_Work order A_: Rewrite the passage from the article on the FFAA bill, starting at the words "But, unlike the" and ending after the words "support the FFAA.", with "wedding vendors" replaced by "wedding businesses".
_Work order B_: In the article on the FFAA bill, how many employees must a business have before it is required to serve LGBTQ people?
_Work order C_: Pick up the article on the FFAA bill where it stops and continue it.

Selected extract START

But even though it’s barely been introduced, conservatives and progressives already hate the bill.

Related: Republicans introduce a bill to criminalize medical care for trans youth in South Carolina

The FFAA would add sexual orientation and gender identity to the list of protected classes in the 1964 Civil Rights Act, banning anti-LGBTQ discrimination in education, employment, housing, public accommodations, and other areas.

But, unlike the Equality Act, it would allow religious organizations and small-business wedding vendors to continue discriminating against LGBTQ people.

The bill would require any business (except for wedding vendors) with more than 15 employees to serve LGBTQ people. It would also allow anti-LGBTQ religious schools and colleges to retain their tax-exempt status while discriminating against LGBTQ people and would also allow any public venues and adoption agencies owned by religious organizations to refuse service to queer people.

Among conservative groups, the Church of Latter-day Saints, the Seventh-Day Adventist Church, the American Unity Fund, the 1st Amendment Partnership, the Center for Public Justice, and the Council for Christian Colleges and Universities all support the FFAA.

But the conservative Heritage Foundation called the proposal “misguided,” saying it would “penalize” transphobic Christians, “violate the privacy and safety” of women and girls, and erode “the free speech and religious liberty rights” of any discriminatory person working outside of a religious organization. They say the law is about “coercing” Christians to “endorse” LGBTQ activities.

“Making ‘gender identity’ a protected class in federal policy, for example, could impose a nationwide transgender bathroom policy, a nationwide pronoun policy, and a nationwide sex-reassignment health care mandate,” writes the Heritage Foundation’s Ryan T. Anderson. His slippery-slope argument presumes a generation’s worth of pro-transgender legal and legislative victories that would need to happen.

Selected extract END
Record extracts START

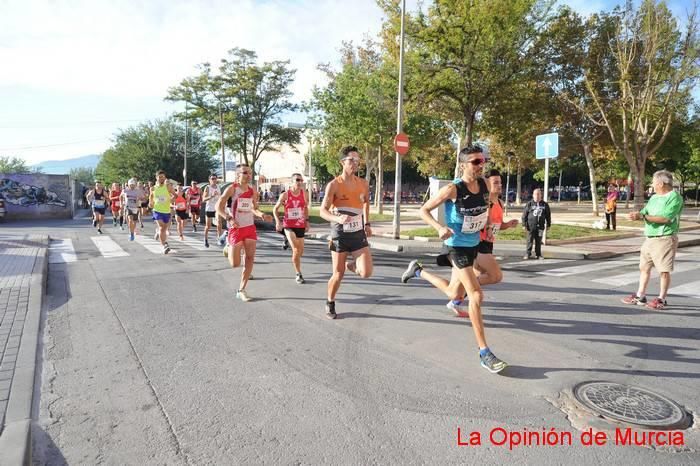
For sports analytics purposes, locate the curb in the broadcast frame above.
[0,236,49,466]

Record extracts END
Record extracts START

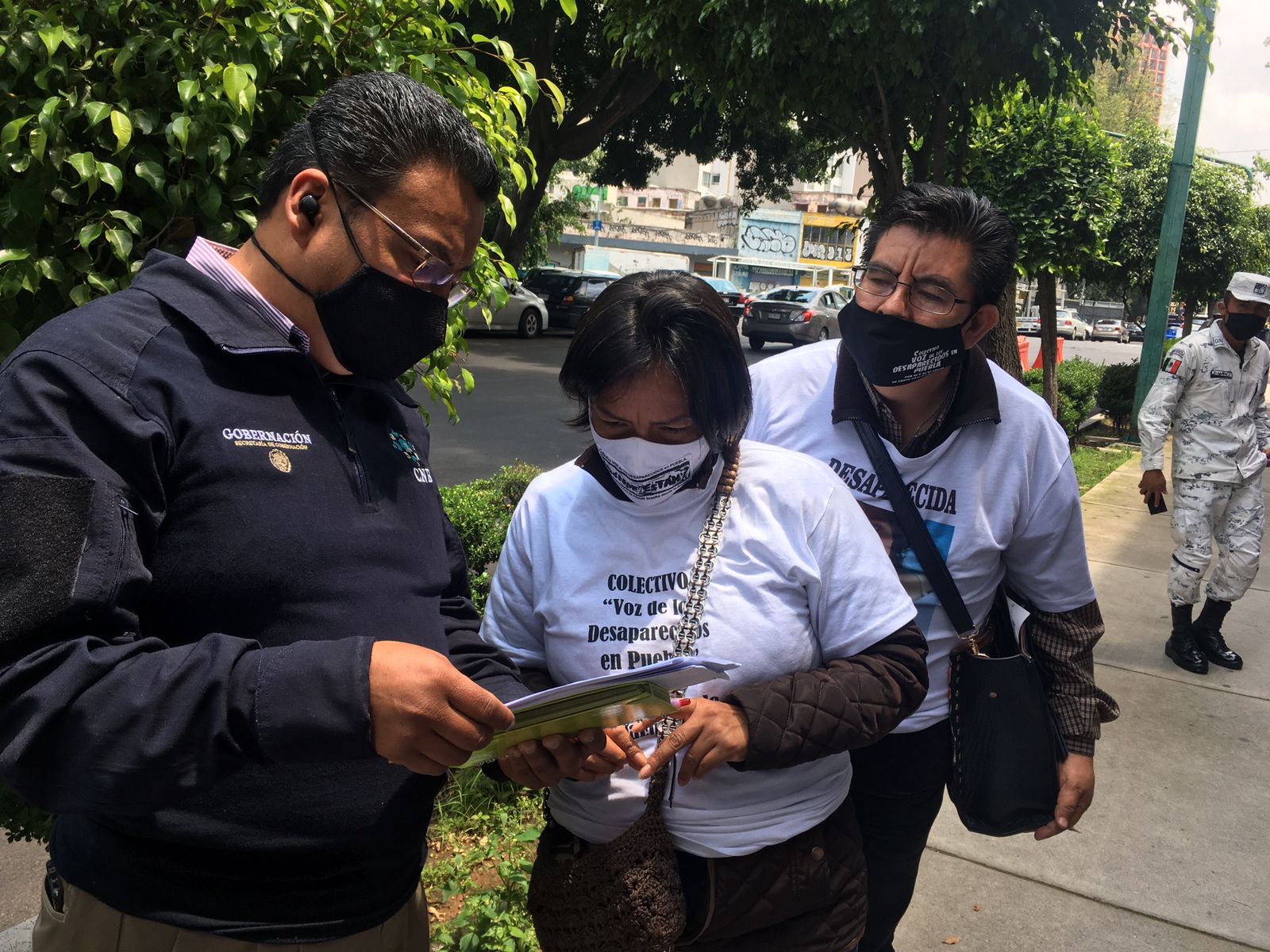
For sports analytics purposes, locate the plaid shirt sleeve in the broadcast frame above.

Record extracts END

_Expected output A_:
But, unlike the Equality Act, it would allow religious organizations and small-business wedding businesses to continue discriminating against LGBTQ people.

The bill would require any business (except for wedding businesses) with more than 15 employees to serve LGBTQ people. It would also allow anti-LGBTQ religious schools and colleges to retain their tax-exempt status while discriminating against LGBTQ people and would also allow any public venues and adoption agencies owned by religious organizations to refuse service to queer people.

Among conservative groups, the Church of Latter-day Saints, the Seventh-Day Adventist Church, the American Unity Fund, the 1st Amendment Partnership, the Center for Public Justice, and the Council for Christian Colleges and Universities all support the FFAA.

_Expected output B_: More than 15 employees.

_Expected output C_:
But he’s not alone in his distaste for the FFAA. Alliance Defending Freedom, the American College of Pediatricians, the Christian Medical Association, Concerned Women for America, and the Family Research Council all hate the bill, saying it undermines “both fairness and freedom.”

LGBTQ groups like the Human Rights Campaign (HRC), dislike the bill too.

In a statement, HRC President Alphonso David said: “The so-called Fairness for All Act is an unacceptable, partisan vehicle that erodes existing civil rights protections based on race, sex and religion, while sanctioning discrimination against lesbian, gay, bisexual, transgender and queer (LGBTQ) people.”

“For LGBTQ people living at the intersection of multiple marginalized identities, this bill is a double whammy of dangerous rollbacks and discriminatory carve-outs. This bill is both wrong and harmful, and we strongly oppose it.”

David added that the Equality Act “has already passed through the House of Representatives with a bipartisan majority, the support of more than 260 leading companies and more than 500 civil rights, religious, medical and social welfare organizations, and is our movement — and, most importantly, our community’s — top legislative priority.”